PROMPT 1 » Could you rewrite everything in the patch review from "A few nits below." down to "insertions(+), 620 deletions(-)", renaming "insertions" to "additions"?
PROMPT 2 » Can you gather every line of the listing that contains the word "mountain"? Case counts.

Re: [PATCH 15/22] xfs: add CRCs to dir2/da node blocks

Ben Myers <bpm@xxxxxxx> · Mon, 22 Apr 2013 13:55:50 -0500

On Wed, Apr 03, 2013 at 04:11:25PM +1100, Dave Chinner wrote:
> From: Dave Chinner <dchinner at redhat.com>
> 
> Signed-off-by: Dave Chinner <dchinner at redhat.com>

A few nits below.

> ---
>  fs/xfs/xfs_attr.c      |   33 +-
>  fs/xfs/xfs_attr_leaf.c |   29 +-
>  fs/xfs/xfs_bmap.c      |    1 +
>  fs/xfs/xfs_da_btree.c  | 1395 +++++++++++++++++++++++++++++-------------------
>  fs/xfs/xfs_da_btree.h  |  106 +++-
>  fs/xfs/xfs_dir2_node.c |   26 +-
>  fs/xfs/xfs_trace.c     |    2 +-
>  7 files changed, 972 insertions(+), 620 deletions(-)
> 
> diff --git a/fs/xfs/xfs_attr.c b/fs/xfs/xfs_attr.c
> index 8886838..e03128c 100644
> --- a/fs/xfs/xfs_attr.c
> +++ b/fs/xfs/xfs_attr.c
> @@ -15,7 +15,6 @@
>   * along with this program; if not, write the Free Software Foundation,
>   * Inc.,  51 Franklin St, Fifth Floor, Boston, MA  02110-1301  USA
>   */
> -
>  #include "xfs.h"

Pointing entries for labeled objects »

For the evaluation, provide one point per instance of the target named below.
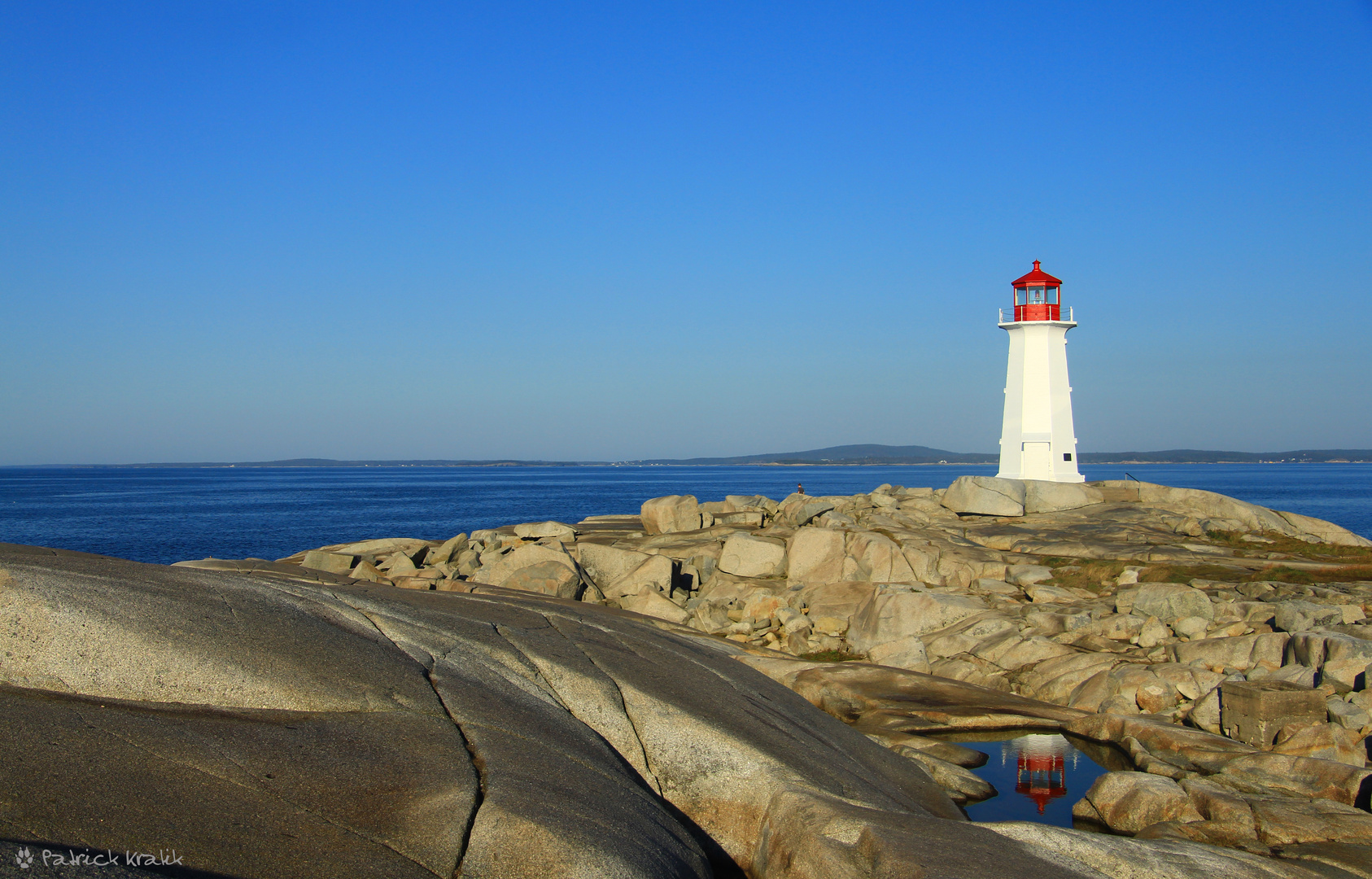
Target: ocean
(180, 513)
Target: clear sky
(251, 230)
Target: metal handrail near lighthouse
(1038, 440)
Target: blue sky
(602, 232)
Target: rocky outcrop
(1113, 612)
(306, 730)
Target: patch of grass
(1290, 546)
(1276, 574)
(1171, 572)
(1090, 575)
(830, 656)
(1342, 574)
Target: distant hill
(922, 454)
(845, 454)
(330, 462)
(1195, 456)
(851, 456)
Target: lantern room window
(1036, 296)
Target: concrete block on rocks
(1253, 712)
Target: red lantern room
(1036, 296)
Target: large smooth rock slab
(531, 568)
(1120, 857)
(894, 613)
(985, 496)
(607, 564)
(1044, 496)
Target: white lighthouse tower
(1036, 438)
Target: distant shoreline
(360, 466)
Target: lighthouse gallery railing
(1009, 317)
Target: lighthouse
(1036, 436)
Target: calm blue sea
(173, 514)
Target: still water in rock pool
(1038, 776)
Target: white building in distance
(1036, 436)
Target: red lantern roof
(1038, 278)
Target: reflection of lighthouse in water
(1040, 765)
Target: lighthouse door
(1038, 461)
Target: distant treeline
(848, 456)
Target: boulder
(446, 552)
(1044, 496)
(550, 578)
(815, 556)
(985, 496)
(1348, 715)
(907, 653)
(892, 613)
(334, 562)
(538, 531)
(1129, 801)
(1345, 663)
(653, 575)
(1121, 857)
(1240, 653)
(398, 566)
(607, 564)
(1328, 532)
(670, 514)
(1302, 616)
(1172, 601)
(504, 568)
(1326, 741)
(1028, 575)
(652, 604)
(752, 556)
(1284, 820)
(876, 557)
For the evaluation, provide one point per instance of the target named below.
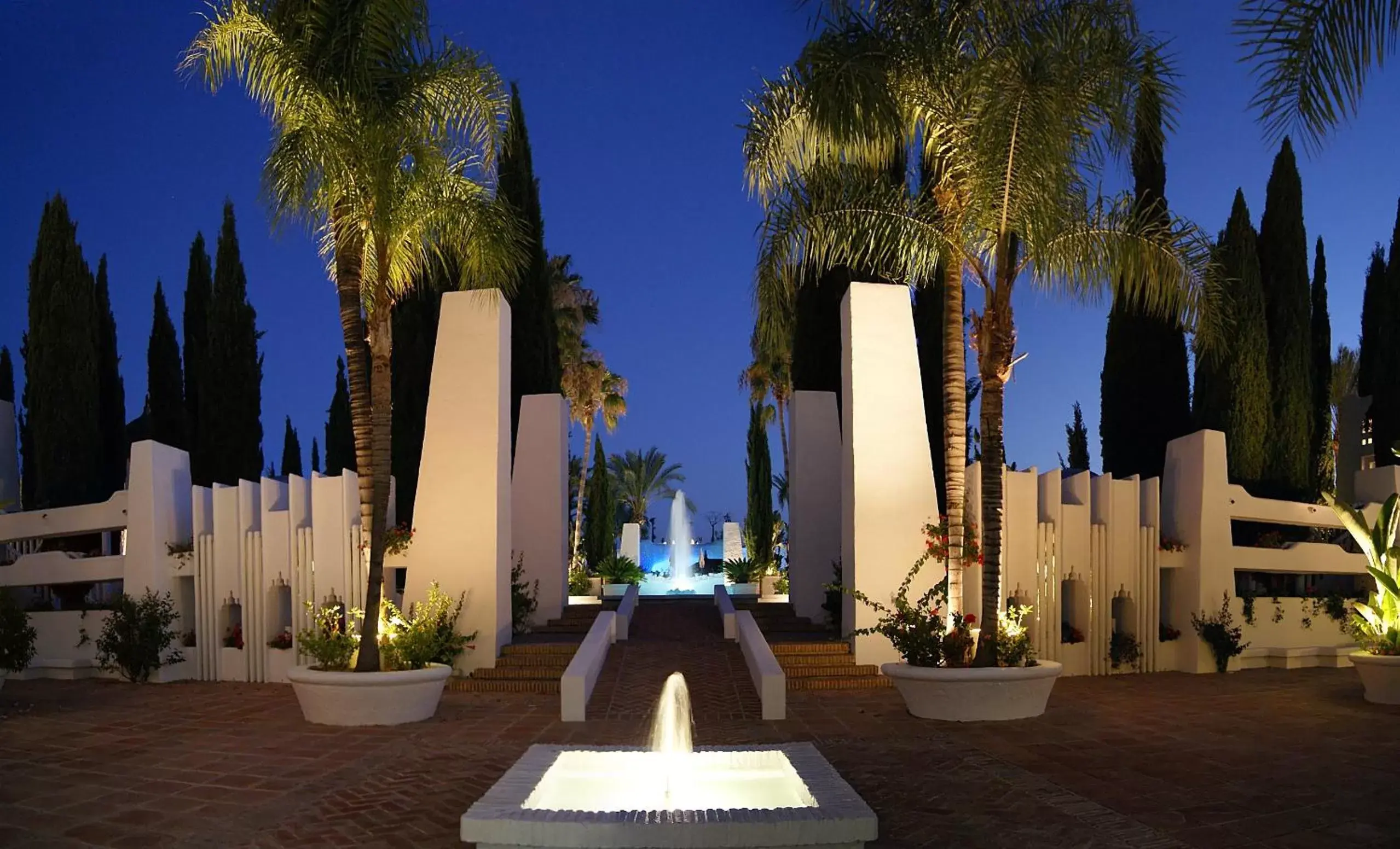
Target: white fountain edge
(841, 815)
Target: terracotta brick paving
(1258, 759)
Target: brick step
(505, 686)
(841, 683)
(540, 648)
(811, 648)
(811, 671)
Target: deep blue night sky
(633, 111)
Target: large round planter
(982, 694)
(369, 699)
(1379, 674)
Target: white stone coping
(841, 816)
(768, 676)
(576, 686)
(726, 604)
(626, 609)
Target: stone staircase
(809, 656)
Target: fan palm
(591, 391)
(1015, 108)
(1312, 59)
(643, 478)
(374, 135)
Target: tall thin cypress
(290, 451)
(1146, 395)
(164, 381)
(1321, 356)
(1283, 263)
(62, 434)
(232, 416)
(1233, 391)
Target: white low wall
(576, 686)
(726, 604)
(763, 667)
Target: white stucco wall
(888, 490)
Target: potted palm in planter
(17, 637)
(937, 680)
(741, 575)
(618, 573)
(1376, 624)
(416, 656)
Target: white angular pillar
(462, 511)
(888, 490)
(814, 500)
(540, 500)
(632, 542)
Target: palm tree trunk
(381, 389)
(955, 430)
(583, 481)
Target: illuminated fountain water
(670, 795)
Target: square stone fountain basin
(762, 796)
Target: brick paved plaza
(1256, 759)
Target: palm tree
(643, 478)
(1017, 108)
(1312, 59)
(374, 135)
(591, 391)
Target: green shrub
(136, 636)
(17, 636)
(618, 568)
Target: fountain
(670, 795)
(679, 533)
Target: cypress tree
(62, 434)
(166, 383)
(111, 392)
(600, 509)
(758, 522)
(199, 286)
(1283, 265)
(1233, 388)
(415, 338)
(1146, 395)
(339, 430)
(232, 417)
(534, 336)
(1078, 440)
(290, 451)
(1321, 356)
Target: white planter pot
(975, 694)
(369, 699)
(1379, 674)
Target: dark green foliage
(758, 522)
(199, 287)
(6, 375)
(1283, 265)
(62, 426)
(1146, 395)
(290, 451)
(111, 392)
(415, 336)
(534, 335)
(1233, 388)
(230, 410)
(929, 335)
(339, 431)
(600, 509)
(1321, 356)
(1078, 438)
(166, 382)
(136, 636)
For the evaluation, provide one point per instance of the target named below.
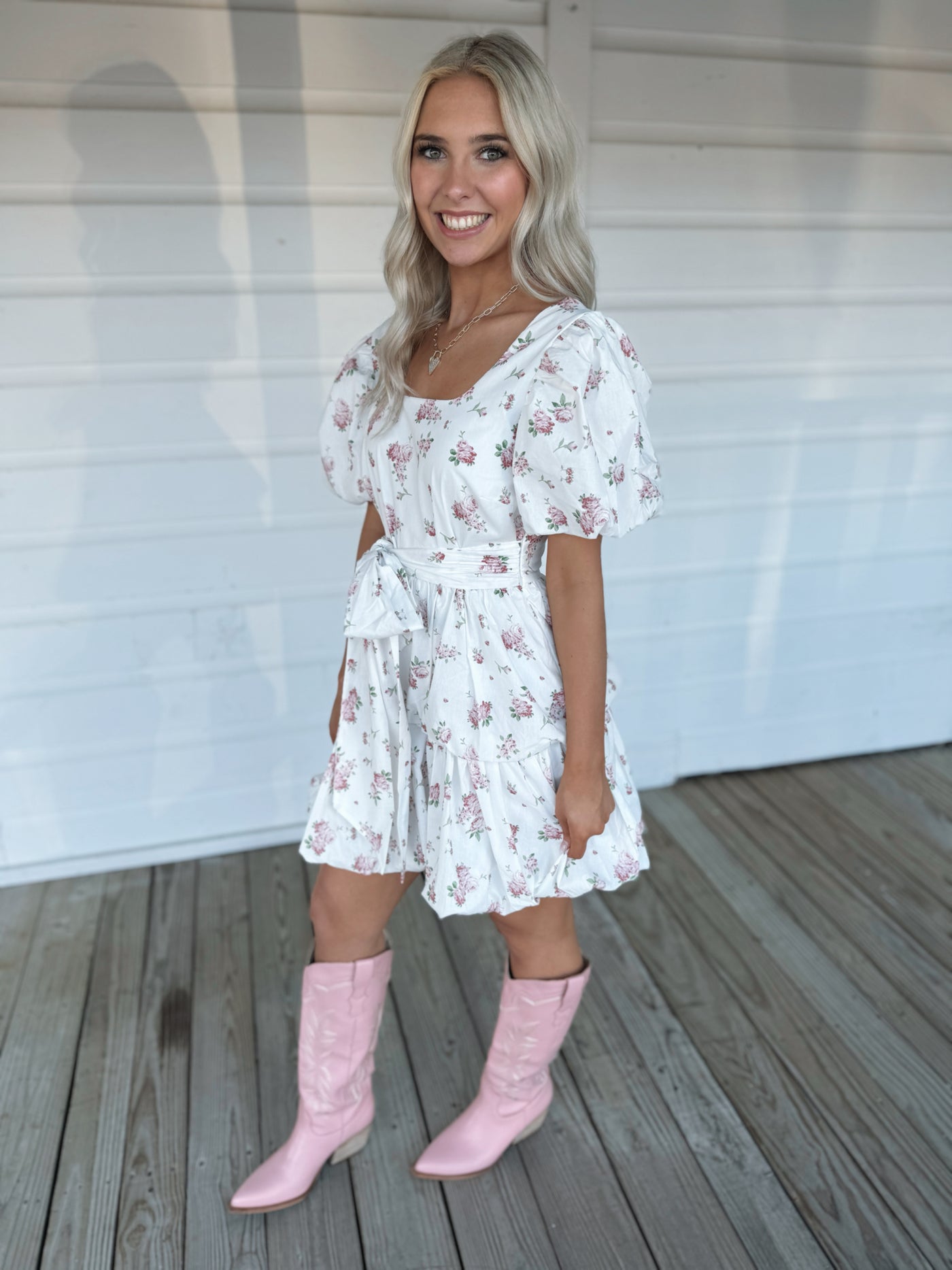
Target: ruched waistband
(381, 600)
(385, 601)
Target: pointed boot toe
(342, 1007)
(515, 1086)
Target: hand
(584, 803)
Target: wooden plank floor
(760, 1075)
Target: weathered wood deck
(758, 1075)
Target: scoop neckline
(556, 304)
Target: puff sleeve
(583, 460)
(342, 431)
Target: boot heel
(531, 1128)
(352, 1146)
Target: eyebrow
(479, 137)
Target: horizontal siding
(192, 206)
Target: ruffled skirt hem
(484, 835)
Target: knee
(329, 909)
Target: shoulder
(593, 335)
(361, 358)
(587, 351)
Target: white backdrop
(192, 209)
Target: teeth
(462, 222)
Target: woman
(493, 412)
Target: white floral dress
(451, 741)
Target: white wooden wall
(193, 200)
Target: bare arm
(575, 590)
(371, 530)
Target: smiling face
(465, 168)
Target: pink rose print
(350, 705)
(464, 884)
(514, 640)
(343, 414)
(551, 456)
(319, 837)
(419, 672)
(473, 813)
(593, 515)
(647, 489)
(380, 785)
(400, 458)
(348, 367)
(626, 867)
(462, 454)
(341, 770)
(480, 714)
(518, 887)
(521, 707)
(466, 509)
(494, 564)
(428, 412)
(628, 347)
(551, 832)
(541, 423)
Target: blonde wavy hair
(550, 250)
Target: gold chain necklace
(438, 354)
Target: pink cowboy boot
(515, 1088)
(342, 1006)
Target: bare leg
(351, 909)
(541, 940)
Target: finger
(578, 848)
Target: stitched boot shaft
(515, 1085)
(342, 1007)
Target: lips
(470, 222)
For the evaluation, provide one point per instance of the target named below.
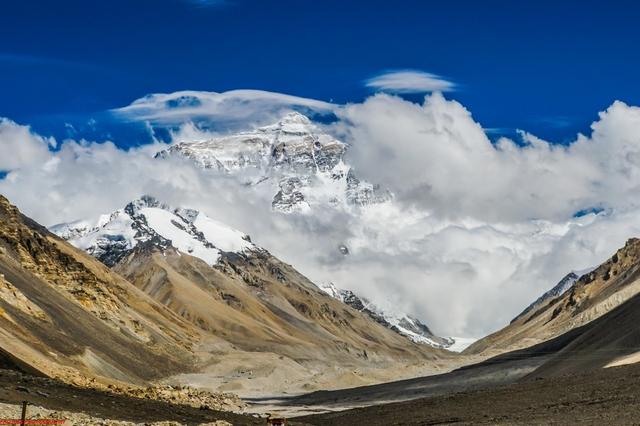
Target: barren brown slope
(593, 295)
(62, 312)
(257, 304)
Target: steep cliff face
(295, 161)
(592, 295)
(63, 313)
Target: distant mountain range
(147, 221)
(295, 161)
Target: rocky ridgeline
(173, 394)
(301, 165)
(184, 395)
(35, 413)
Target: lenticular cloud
(476, 230)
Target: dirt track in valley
(603, 397)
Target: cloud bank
(475, 233)
(410, 81)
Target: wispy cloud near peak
(410, 81)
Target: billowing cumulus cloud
(410, 81)
(476, 231)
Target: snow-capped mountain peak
(295, 160)
(401, 323)
(111, 237)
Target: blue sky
(547, 67)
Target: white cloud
(477, 230)
(410, 81)
(234, 108)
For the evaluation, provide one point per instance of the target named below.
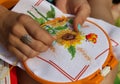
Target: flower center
(68, 36)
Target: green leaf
(72, 51)
(51, 13)
(118, 22)
(70, 21)
(50, 30)
(40, 20)
(60, 28)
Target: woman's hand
(14, 27)
(79, 8)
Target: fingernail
(53, 43)
(79, 27)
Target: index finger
(33, 28)
(82, 13)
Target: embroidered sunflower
(69, 39)
(57, 22)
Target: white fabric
(58, 66)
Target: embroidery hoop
(94, 78)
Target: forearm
(101, 9)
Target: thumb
(80, 16)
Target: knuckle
(10, 48)
(14, 29)
(36, 33)
(23, 17)
(32, 54)
(40, 47)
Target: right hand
(13, 26)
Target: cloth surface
(84, 66)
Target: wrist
(3, 10)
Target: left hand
(79, 8)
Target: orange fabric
(13, 76)
(8, 3)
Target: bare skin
(81, 8)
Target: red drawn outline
(115, 42)
(107, 49)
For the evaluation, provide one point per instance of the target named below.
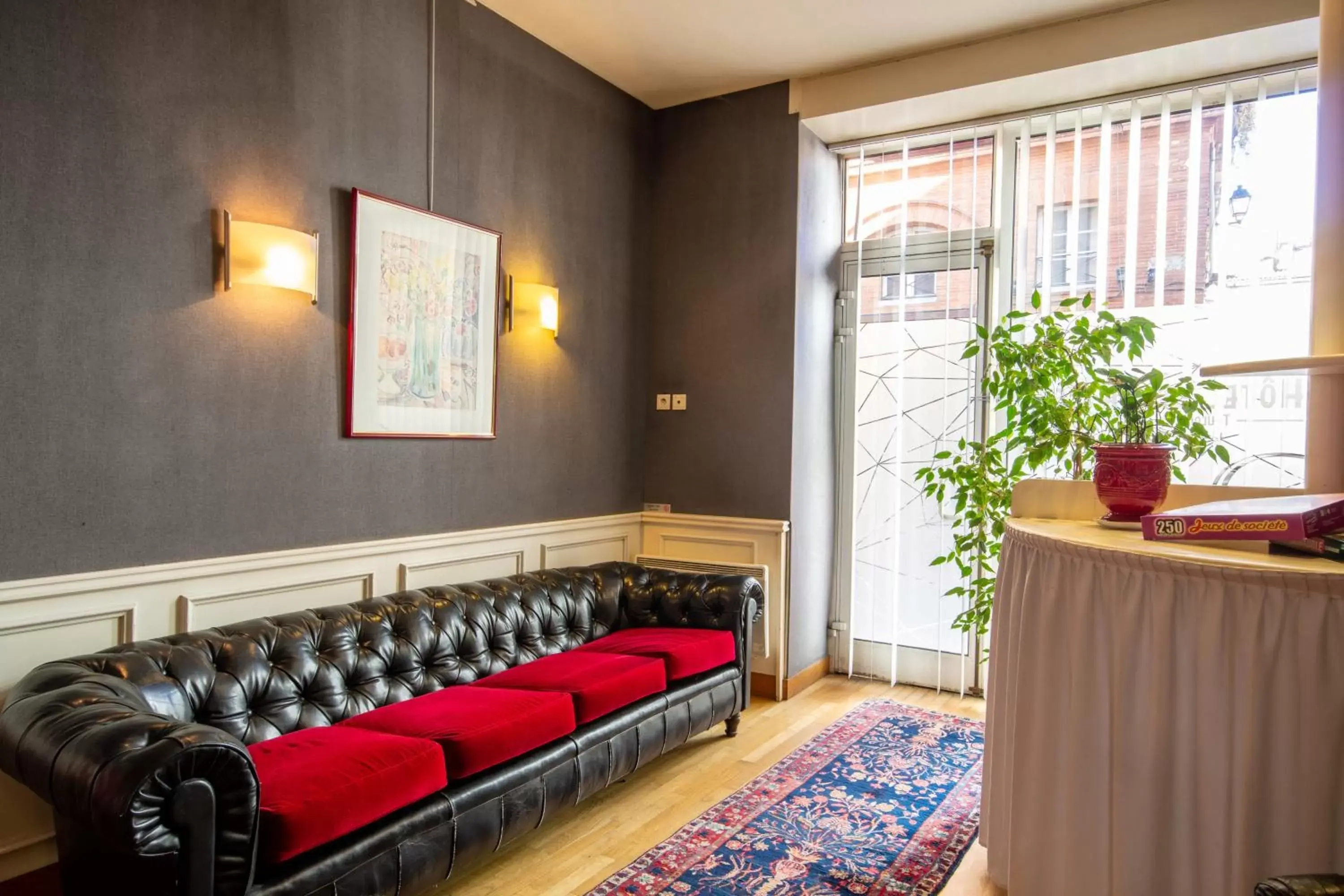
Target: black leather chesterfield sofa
(375, 747)
(1303, 886)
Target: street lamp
(1240, 203)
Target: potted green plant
(1057, 392)
(1135, 469)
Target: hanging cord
(429, 150)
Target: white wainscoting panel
(472, 569)
(43, 620)
(585, 552)
(733, 540)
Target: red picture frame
(366, 363)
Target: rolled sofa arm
(1303, 886)
(139, 782)
(666, 598)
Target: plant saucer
(1116, 524)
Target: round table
(1163, 718)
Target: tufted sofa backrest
(267, 677)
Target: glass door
(909, 311)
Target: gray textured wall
(143, 420)
(814, 406)
(726, 205)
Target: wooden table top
(1242, 555)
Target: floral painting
(429, 304)
(422, 323)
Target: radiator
(761, 573)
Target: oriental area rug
(883, 802)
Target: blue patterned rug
(883, 802)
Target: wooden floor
(580, 848)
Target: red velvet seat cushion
(686, 652)
(476, 727)
(597, 681)
(319, 784)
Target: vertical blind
(1129, 199)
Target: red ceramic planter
(1132, 480)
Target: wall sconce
(1240, 203)
(268, 256)
(546, 300)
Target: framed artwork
(422, 324)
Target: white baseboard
(56, 617)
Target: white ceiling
(671, 52)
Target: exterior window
(920, 288)
(1061, 276)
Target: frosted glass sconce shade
(269, 256)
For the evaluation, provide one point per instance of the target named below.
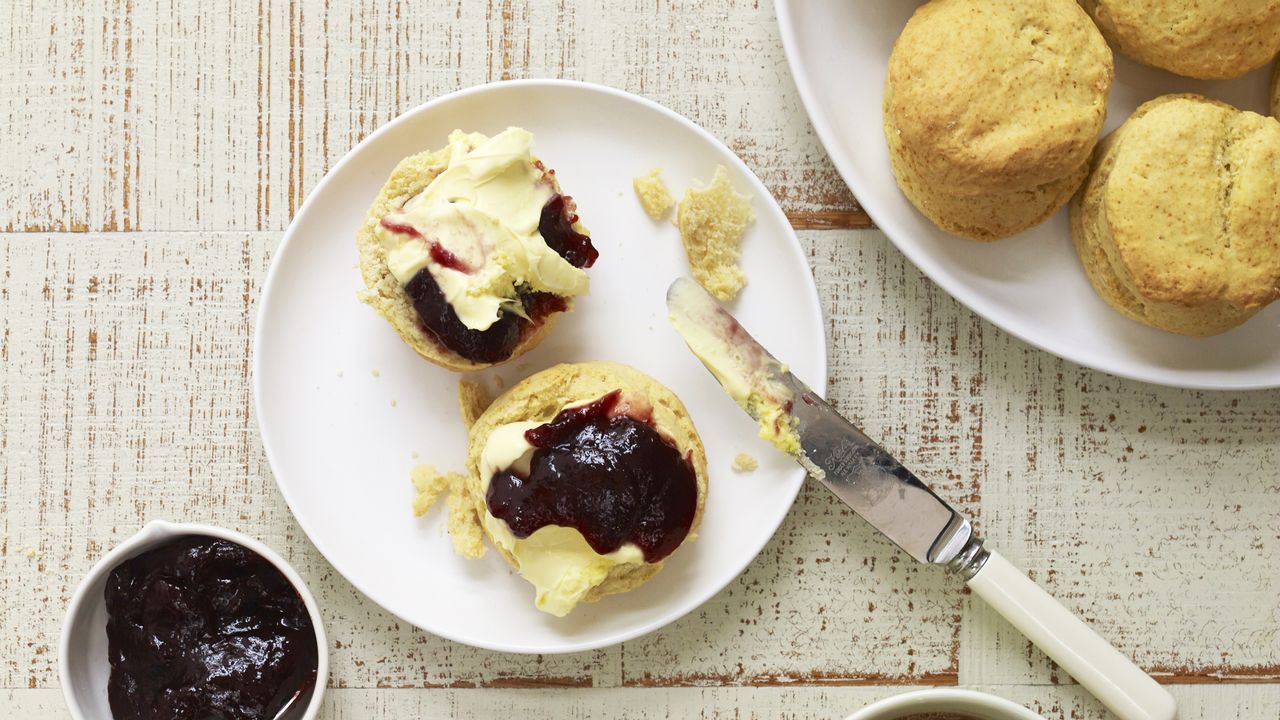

COMPLETE OUTPUT 1 »
A few nits below.

> ---
>  fs/xfs/xfs_attr.c      |   33 +-
>  fs/xfs/xfs_attr_leaf.c |   29 +-
>  fs/xfs/xfs_bmap.c      |    1 +
>  fs/xfs/xfs_da_btree.c  | 1395 +++++++++++++++++++++++++++++-------------------
>  fs/xfs/xfs_da_btree.h  |  106 +++-
>  fs/xfs/xfs_dir2_node.c |   26 +-
>  fs/xfs/xfs_trace.c     |    2 +-
>  7 files changed, 972 additions(+), 620 deletions(-)

COMPLETE OUTPUT 2 »
Target: distant mountain range
Target: snow-capped mountain peak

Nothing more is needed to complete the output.